Return every line of the entries below that contains the word "white", copying each such line in full.

>> Start

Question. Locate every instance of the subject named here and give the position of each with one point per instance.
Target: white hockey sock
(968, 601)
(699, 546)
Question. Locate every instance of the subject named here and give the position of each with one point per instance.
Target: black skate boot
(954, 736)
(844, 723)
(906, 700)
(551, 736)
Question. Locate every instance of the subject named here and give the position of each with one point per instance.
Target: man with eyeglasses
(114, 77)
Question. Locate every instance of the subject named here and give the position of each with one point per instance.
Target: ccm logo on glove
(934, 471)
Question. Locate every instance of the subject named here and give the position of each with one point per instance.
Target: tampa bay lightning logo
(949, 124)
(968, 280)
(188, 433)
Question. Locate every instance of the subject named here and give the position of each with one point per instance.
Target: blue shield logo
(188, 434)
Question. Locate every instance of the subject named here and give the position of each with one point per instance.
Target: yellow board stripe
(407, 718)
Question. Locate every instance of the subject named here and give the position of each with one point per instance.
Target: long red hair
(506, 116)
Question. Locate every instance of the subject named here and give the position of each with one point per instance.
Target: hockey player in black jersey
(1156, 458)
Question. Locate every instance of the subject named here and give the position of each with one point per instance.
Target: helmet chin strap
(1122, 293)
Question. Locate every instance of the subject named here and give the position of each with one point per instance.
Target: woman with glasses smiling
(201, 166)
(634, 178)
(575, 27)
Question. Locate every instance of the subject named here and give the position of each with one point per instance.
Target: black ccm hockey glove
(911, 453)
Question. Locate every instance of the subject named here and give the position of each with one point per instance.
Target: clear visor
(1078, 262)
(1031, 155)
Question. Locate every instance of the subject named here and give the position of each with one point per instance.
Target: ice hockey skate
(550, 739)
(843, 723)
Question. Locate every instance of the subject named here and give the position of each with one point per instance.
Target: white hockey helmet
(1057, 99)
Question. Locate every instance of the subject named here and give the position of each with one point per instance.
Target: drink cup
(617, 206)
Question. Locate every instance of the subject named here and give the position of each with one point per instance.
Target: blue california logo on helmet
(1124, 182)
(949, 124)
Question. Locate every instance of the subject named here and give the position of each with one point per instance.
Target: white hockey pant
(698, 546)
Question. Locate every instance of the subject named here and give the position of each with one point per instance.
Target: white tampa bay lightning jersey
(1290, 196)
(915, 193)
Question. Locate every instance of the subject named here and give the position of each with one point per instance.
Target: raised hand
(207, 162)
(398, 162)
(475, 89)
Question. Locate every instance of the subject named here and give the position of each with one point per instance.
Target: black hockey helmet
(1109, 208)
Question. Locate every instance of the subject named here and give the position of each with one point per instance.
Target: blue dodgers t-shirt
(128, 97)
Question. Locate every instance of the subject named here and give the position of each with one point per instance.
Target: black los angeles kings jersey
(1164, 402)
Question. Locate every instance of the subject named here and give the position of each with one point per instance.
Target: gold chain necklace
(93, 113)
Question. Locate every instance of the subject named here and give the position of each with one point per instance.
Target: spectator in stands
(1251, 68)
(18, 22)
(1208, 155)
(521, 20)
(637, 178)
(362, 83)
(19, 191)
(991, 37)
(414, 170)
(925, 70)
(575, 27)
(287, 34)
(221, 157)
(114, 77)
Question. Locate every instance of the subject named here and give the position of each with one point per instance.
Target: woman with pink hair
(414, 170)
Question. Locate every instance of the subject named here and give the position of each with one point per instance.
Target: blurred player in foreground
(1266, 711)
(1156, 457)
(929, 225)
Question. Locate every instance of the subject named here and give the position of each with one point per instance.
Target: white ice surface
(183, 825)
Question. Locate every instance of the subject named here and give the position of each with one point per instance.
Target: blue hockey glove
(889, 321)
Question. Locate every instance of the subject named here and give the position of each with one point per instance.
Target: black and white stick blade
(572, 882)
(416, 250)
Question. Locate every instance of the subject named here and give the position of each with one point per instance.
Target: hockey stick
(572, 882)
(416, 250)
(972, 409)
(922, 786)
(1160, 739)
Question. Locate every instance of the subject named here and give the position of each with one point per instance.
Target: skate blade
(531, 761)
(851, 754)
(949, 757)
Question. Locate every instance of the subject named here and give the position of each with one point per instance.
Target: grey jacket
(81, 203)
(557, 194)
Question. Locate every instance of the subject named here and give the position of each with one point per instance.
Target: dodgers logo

>> End

| EXPECTED OUTPUT |
Target: white hockey sock
Target: white hockey helmet
Target: white hockey pant
Target: white tampa bay lightning jersey
Target: white ice surface
Target: black and white stick blade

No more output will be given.